- Exercise aim:
Your answer should contain only the lines from the top of the data below down through the one with "target | green leaf", transcribed exactly and without pictures; please include nothing more.

- Information shown:

════════════════

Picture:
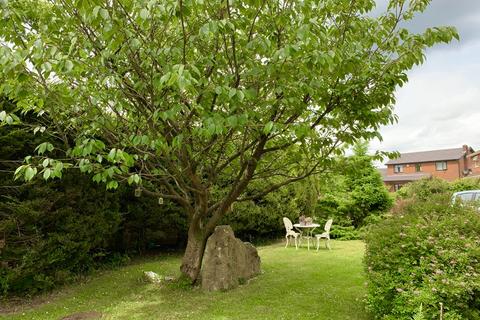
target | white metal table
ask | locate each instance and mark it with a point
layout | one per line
(308, 229)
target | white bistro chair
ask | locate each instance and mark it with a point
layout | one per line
(290, 233)
(325, 235)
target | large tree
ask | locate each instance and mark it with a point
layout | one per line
(193, 100)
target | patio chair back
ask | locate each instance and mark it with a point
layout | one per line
(288, 224)
(328, 225)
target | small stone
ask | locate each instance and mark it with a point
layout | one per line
(228, 262)
(152, 277)
(88, 315)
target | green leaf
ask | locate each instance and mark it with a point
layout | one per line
(112, 185)
(144, 14)
(68, 66)
(268, 127)
(30, 173)
(104, 14)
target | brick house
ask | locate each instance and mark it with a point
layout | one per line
(448, 164)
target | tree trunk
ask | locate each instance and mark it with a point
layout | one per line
(192, 259)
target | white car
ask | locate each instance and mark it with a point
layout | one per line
(466, 196)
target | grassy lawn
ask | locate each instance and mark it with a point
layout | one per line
(295, 284)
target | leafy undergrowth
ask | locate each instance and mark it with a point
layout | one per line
(295, 284)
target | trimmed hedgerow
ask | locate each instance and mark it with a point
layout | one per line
(423, 256)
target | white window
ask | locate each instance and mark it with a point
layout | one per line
(441, 165)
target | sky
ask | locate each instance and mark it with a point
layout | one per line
(439, 108)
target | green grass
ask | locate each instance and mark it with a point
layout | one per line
(295, 284)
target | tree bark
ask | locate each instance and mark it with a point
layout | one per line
(192, 259)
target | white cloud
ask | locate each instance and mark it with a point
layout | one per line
(440, 105)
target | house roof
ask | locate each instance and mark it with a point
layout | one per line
(383, 172)
(473, 154)
(427, 156)
(406, 177)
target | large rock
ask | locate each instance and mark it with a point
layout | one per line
(228, 261)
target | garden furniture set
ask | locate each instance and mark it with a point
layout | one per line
(306, 231)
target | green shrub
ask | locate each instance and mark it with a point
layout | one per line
(425, 255)
(465, 184)
(54, 233)
(424, 189)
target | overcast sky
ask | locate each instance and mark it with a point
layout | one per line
(439, 107)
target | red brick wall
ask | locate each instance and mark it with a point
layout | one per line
(454, 169)
(475, 165)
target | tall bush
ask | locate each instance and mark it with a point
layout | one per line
(427, 254)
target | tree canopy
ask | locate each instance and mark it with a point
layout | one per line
(193, 100)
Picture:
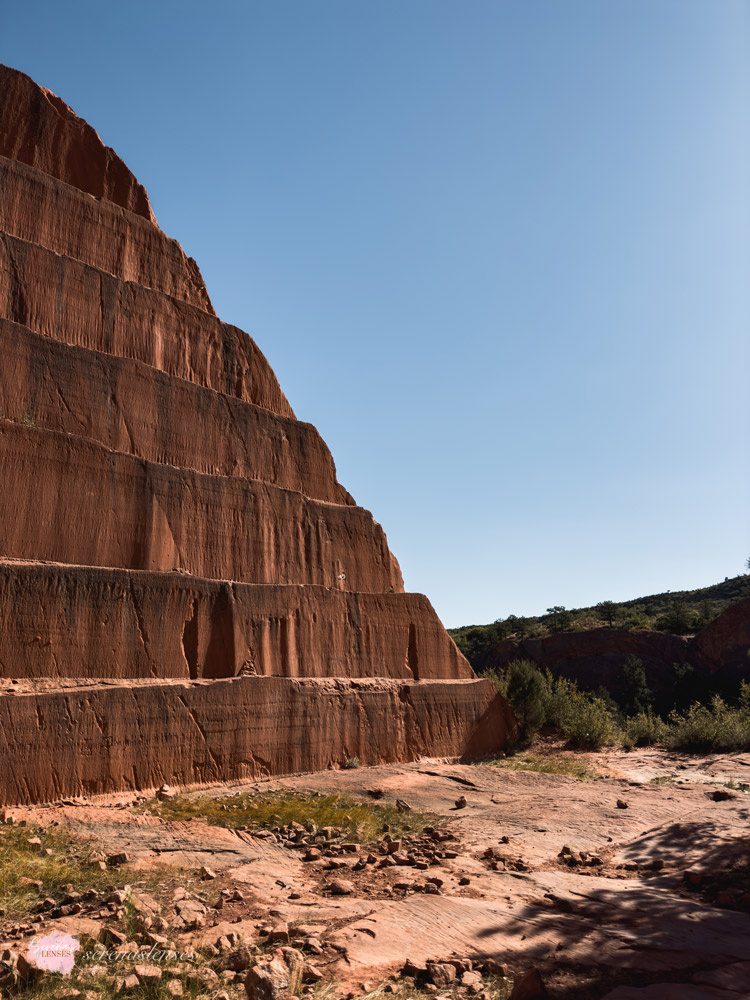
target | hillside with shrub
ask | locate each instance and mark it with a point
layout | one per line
(610, 684)
(683, 612)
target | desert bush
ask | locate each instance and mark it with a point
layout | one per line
(644, 730)
(527, 695)
(589, 724)
(717, 727)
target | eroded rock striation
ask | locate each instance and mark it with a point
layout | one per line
(187, 593)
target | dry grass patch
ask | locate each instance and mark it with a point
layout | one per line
(35, 863)
(360, 821)
(571, 767)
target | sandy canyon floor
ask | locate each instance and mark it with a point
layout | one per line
(649, 899)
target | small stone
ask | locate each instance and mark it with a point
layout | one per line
(441, 973)
(529, 987)
(149, 975)
(279, 932)
(341, 887)
(115, 860)
(127, 984)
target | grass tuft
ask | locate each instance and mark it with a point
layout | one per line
(359, 821)
(28, 873)
(548, 764)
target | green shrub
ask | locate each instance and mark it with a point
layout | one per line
(589, 724)
(527, 695)
(715, 727)
(644, 730)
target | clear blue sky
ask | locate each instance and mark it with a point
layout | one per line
(496, 250)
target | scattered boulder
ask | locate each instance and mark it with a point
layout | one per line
(529, 987)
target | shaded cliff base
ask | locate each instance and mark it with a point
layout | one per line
(470, 901)
(81, 738)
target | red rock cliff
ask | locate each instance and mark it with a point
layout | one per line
(177, 557)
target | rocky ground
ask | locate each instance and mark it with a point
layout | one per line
(631, 886)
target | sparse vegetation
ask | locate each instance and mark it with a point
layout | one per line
(682, 612)
(35, 863)
(360, 821)
(591, 720)
(569, 766)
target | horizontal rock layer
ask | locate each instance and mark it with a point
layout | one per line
(37, 128)
(77, 304)
(42, 210)
(130, 407)
(77, 621)
(86, 740)
(81, 503)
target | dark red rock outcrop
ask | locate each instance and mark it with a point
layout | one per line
(102, 508)
(88, 739)
(41, 210)
(37, 128)
(78, 621)
(725, 643)
(69, 301)
(594, 657)
(131, 407)
(186, 591)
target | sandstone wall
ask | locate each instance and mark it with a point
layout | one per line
(96, 739)
(187, 593)
(37, 128)
(42, 210)
(77, 304)
(76, 621)
(95, 507)
(130, 407)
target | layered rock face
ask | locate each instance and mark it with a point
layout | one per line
(187, 593)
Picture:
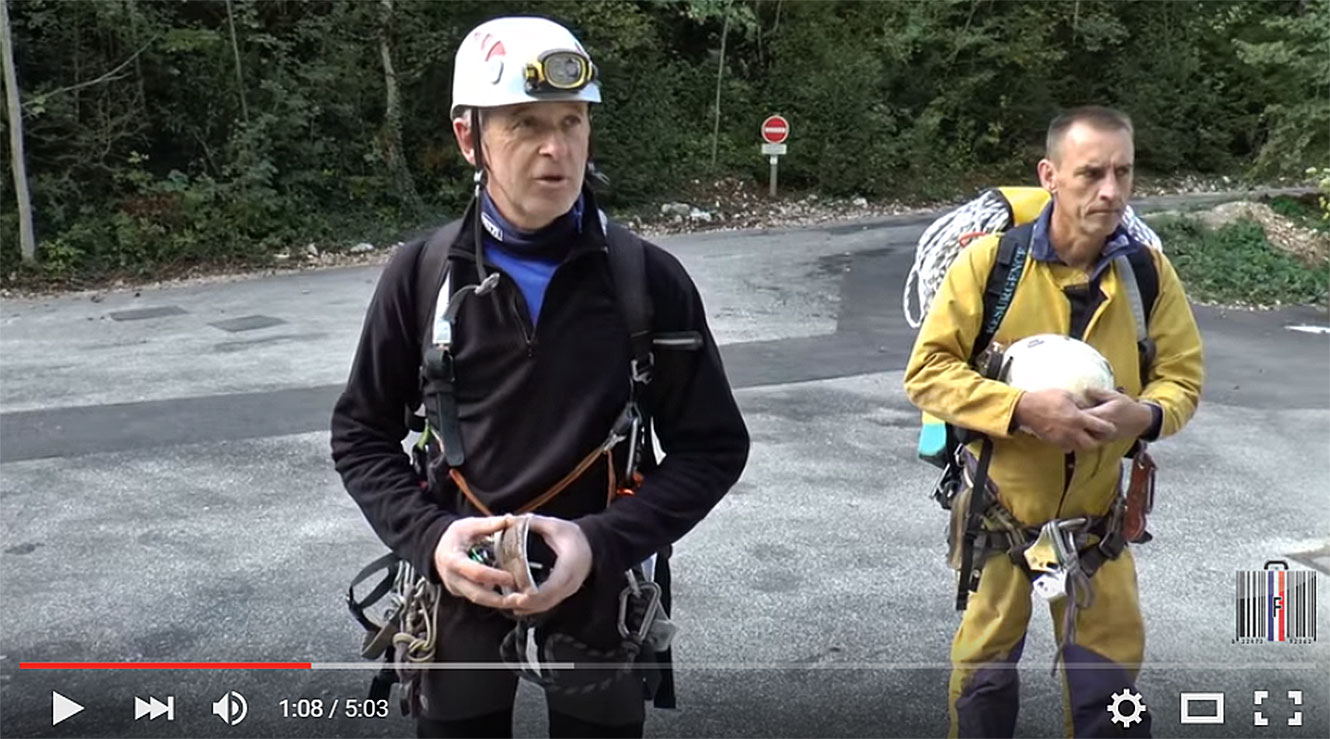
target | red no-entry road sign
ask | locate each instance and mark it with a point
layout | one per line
(776, 129)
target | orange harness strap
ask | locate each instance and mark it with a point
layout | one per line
(557, 488)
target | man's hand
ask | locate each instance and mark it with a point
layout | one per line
(468, 578)
(572, 565)
(1129, 418)
(1054, 416)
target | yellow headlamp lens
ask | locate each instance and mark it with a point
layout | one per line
(559, 71)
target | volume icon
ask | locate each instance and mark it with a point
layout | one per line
(232, 707)
(153, 707)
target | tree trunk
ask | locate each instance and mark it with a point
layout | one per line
(236, 52)
(27, 241)
(397, 162)
(720, 73)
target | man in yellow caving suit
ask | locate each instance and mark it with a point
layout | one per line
(1052, 459)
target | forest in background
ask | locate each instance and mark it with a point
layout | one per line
(162, 134)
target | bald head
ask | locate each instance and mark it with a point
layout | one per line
(1093, 116)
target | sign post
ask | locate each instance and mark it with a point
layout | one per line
(776, 129)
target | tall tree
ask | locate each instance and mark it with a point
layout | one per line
(397, 161)
(27, 241)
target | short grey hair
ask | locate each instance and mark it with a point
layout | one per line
(1096, 116)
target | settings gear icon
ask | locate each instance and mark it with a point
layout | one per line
(1135, 707)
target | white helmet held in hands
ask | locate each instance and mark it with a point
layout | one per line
(514, 60)
(1052, 360)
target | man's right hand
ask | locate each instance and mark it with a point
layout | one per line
(1054, 416)
(464, 577)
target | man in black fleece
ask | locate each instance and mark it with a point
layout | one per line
(541, 363)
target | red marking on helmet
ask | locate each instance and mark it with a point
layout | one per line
(491, 45)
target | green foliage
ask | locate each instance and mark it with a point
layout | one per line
(1236, 263)
(154, 142)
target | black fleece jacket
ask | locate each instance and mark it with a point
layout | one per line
(533, 402)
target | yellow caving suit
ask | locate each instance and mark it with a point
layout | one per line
(1038, 481)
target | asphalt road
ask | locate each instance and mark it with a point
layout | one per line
(166, 495)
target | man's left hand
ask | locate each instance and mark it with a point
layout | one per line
(1129, 418)
(572, 565)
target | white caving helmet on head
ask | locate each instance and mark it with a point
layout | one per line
(514, 60)
(1054, 360)
(510, 61)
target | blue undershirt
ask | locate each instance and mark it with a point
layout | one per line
(530, 258)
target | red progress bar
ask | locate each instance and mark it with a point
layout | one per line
(165, 666)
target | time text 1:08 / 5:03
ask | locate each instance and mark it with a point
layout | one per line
(319, 709)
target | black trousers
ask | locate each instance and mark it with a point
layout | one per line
(499, 725)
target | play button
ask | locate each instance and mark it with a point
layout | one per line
(61, 707)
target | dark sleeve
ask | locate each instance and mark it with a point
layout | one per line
(1152, 433)
(369, 422)
(700, 428)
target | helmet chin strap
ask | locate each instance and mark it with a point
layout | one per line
(487, 281)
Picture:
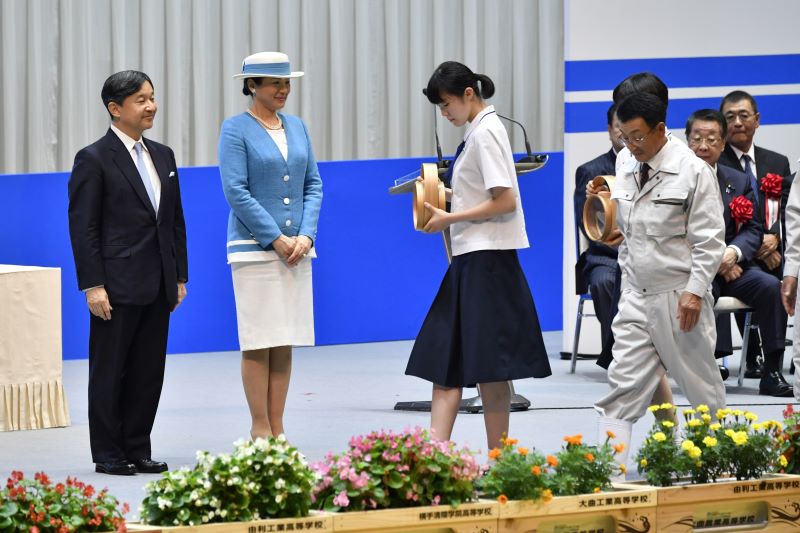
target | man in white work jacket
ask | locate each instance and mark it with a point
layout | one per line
(670, 214)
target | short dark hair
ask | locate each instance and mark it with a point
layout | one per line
(246, 89)
(710, 115)
(646, 106)
(737, 96)
(641, 82)
(610, 113)
(452, 77)
(121, 85)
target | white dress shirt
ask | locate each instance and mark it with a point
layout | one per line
(129, 143)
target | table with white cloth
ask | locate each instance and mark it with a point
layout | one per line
(31, 391)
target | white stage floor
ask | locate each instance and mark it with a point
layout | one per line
(336, 392)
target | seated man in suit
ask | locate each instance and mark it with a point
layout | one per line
(598, 264)
(771, 193)
(738, 275)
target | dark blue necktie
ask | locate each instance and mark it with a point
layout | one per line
(748, 169)
(448, 176)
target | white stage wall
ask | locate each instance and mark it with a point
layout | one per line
(702, 50)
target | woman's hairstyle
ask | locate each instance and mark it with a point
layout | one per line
(452, 77)
(121, 85)
(246, 90)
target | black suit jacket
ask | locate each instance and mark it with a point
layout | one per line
(733, 183)
(117, 239)
(767, 162)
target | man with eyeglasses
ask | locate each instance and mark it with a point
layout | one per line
(670, 215)
(742, 118)
(597, 265)
(738, 275)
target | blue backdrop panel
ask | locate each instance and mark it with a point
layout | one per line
(373, 281)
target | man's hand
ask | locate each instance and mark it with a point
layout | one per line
(768, 245)
(97, 300)
(181, 294)
(734, 273)
(689, 310)
(772, 260)
(789, 294)
(728, 261)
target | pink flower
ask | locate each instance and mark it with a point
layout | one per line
(341, 499)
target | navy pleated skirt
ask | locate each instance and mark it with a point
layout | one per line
(482, 327)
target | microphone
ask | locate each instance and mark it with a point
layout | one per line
(530, 158)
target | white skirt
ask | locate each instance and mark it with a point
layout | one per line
(274, 304)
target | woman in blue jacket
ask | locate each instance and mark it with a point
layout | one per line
(270, 179)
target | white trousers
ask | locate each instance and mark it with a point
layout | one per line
(648, 342)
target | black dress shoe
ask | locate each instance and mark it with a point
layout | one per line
(754, 371)
(148, 466)
(115, 468)
(774, 384)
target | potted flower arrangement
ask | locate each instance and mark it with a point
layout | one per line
(716, 472)
(568, 490)
(400, 479)
(40, 506)
(263, 481)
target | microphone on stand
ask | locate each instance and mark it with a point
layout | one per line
(530, 158)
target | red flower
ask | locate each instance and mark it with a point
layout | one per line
(741, 210)
(771, 185)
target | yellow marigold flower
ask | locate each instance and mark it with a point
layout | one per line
(574, 440)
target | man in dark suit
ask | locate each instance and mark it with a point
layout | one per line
(742, 117)
(598, 263)
(738, 275)
(129, 243)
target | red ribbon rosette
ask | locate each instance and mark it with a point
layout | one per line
(741, 210)
(771, 185)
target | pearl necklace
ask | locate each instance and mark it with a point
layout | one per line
(267, 126)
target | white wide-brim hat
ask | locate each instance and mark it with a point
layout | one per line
(267, 65)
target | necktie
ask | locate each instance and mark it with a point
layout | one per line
(644, 175)
(448, 176)
(748, 169)
(148, 185)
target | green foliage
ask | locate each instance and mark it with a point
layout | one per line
(267, 478)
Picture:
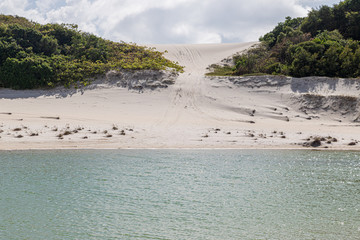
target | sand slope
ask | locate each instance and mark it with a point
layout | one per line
(195, 112)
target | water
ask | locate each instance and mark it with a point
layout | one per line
(179, 194)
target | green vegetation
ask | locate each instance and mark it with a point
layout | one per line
(325, 43)
(35, 55)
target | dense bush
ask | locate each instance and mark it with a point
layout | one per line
(325, 43)
(34, 55)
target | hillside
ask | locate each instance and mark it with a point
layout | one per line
(38, 56)
(325, 43)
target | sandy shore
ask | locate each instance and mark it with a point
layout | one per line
(195, 112)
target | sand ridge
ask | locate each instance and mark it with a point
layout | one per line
(195, 112)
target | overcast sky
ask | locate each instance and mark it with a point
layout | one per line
(166, 21)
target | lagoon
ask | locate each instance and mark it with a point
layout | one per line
(179, 194)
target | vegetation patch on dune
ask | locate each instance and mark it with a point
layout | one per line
(36, 56)
(325, 43)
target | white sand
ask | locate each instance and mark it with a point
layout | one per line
(195, 112)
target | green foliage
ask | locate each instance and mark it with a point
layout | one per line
(325, 43)
(26, 73)
(34, 55)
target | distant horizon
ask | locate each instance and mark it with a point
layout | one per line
(166, 21)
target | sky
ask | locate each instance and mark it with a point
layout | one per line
(166, 21)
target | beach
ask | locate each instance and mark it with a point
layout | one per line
(195, 112)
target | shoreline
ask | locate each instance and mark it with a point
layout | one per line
(194, 112)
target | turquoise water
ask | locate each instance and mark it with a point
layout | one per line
(179, 194)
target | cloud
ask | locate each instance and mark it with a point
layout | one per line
(164, 21)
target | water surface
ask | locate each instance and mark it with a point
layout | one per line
(179, 194)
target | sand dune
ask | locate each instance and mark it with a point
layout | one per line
(195, 112)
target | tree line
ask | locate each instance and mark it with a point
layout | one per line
(38, 56)
(325, 43)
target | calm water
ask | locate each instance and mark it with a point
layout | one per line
(179, 194)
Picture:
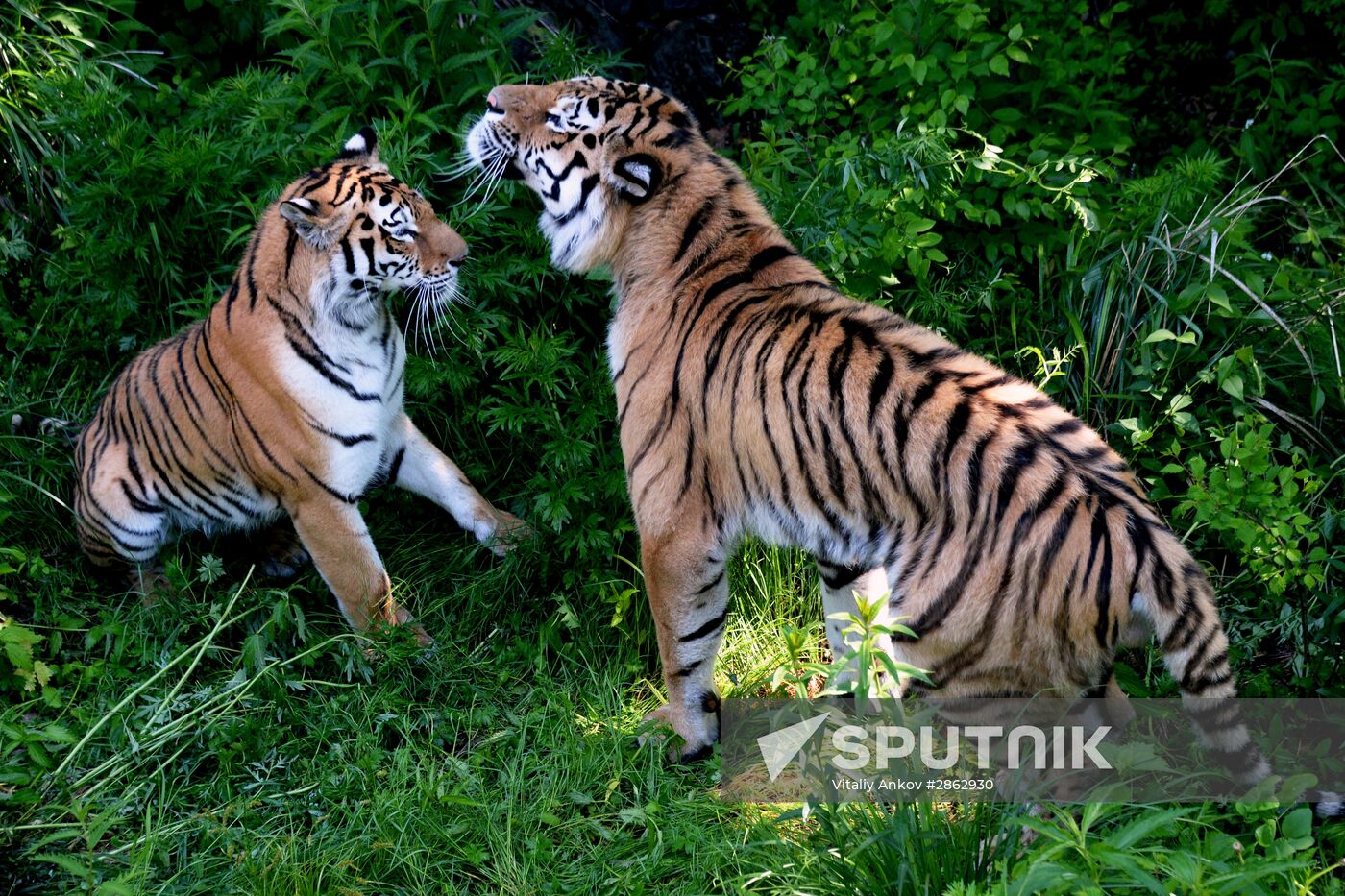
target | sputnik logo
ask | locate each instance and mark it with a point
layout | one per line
(780, 747)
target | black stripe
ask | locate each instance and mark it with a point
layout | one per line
(770, 255)
(693, 228)
(396, 466)
(708, 628)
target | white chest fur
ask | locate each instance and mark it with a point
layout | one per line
(349, 386)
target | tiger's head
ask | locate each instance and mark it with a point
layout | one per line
(363, 233)
(594, 150)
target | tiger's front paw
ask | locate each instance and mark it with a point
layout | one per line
(506, 532)
(679, 745)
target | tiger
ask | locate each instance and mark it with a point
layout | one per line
(286, 399)
(755, 399)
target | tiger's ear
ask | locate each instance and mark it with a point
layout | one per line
(312, 220)
(636, 177)
(362, 147)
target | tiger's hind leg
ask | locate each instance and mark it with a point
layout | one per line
(689, 593)
(120, 525)
(279, 552)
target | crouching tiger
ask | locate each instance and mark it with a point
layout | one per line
(755, 399)
(286, 399)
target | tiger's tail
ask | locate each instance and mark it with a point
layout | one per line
(1176, 594)
(46, 426)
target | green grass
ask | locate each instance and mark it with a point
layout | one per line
(269, 755)
(238, 739)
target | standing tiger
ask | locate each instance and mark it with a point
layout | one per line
(286, 399)
(755, 399)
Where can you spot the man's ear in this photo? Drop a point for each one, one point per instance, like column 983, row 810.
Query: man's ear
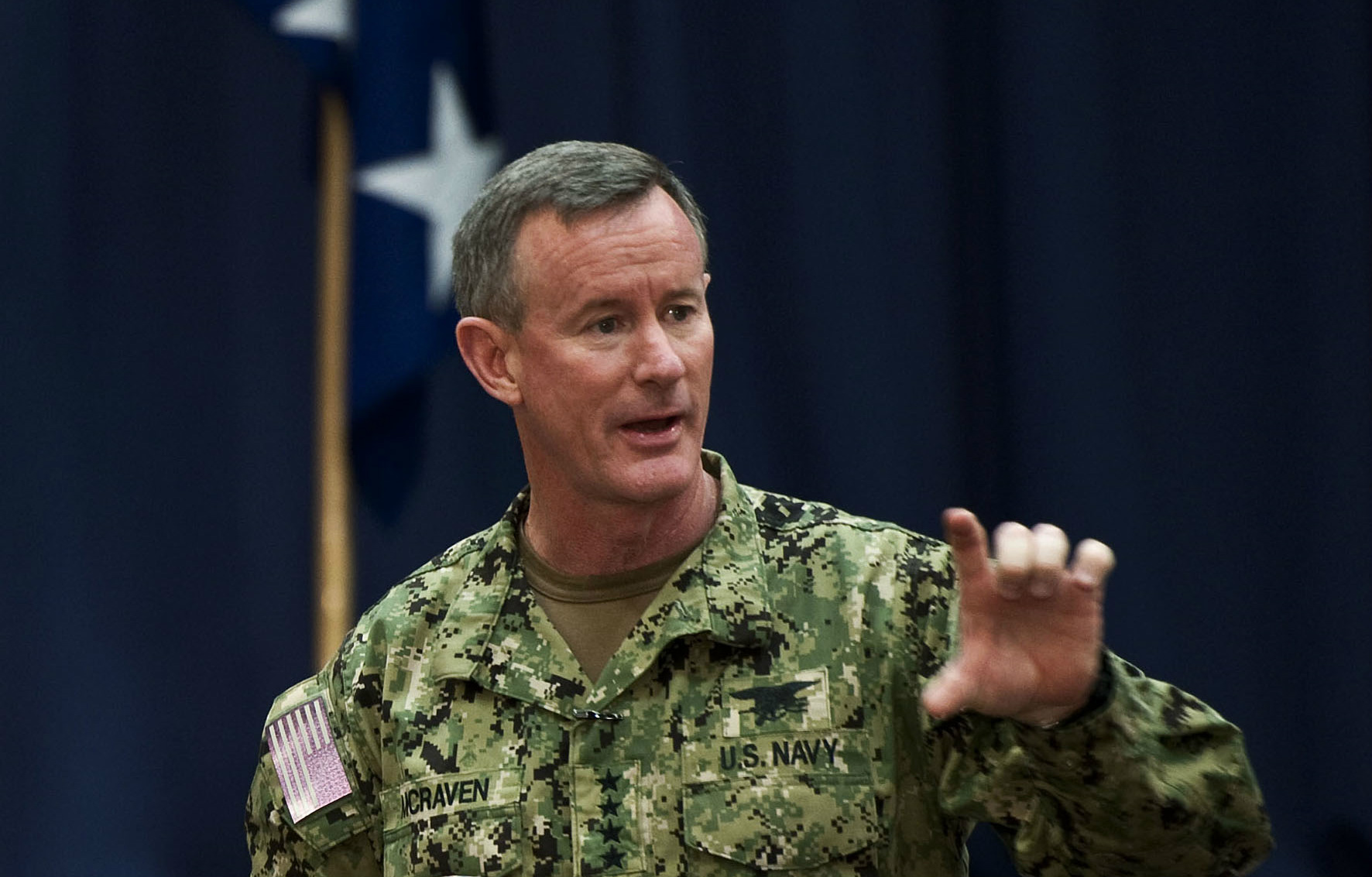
column 492, row 356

════════════════

- Result for this exercise:
Picture:
target | white metal table
ask | locate each instance and mark it with a point
layout | one per line
(308, 229)
target | white bistro chair
ask | locate each instance and mark it with a point
layout | one per line
(290, 233)
(325, 235)
target | large tree
ask | locate each instance and mark it with a point
layout | one per line
(193, 100)
target | patio chair back
ask | locate each instance and mark it with a point
layout | one per line
(288, 224)
(328, 225)
target | small stone
ask | locate each instance and mark it with a point
layout | one per line
(228, 262)
(152, 277)
(88, 315)
target | green leaf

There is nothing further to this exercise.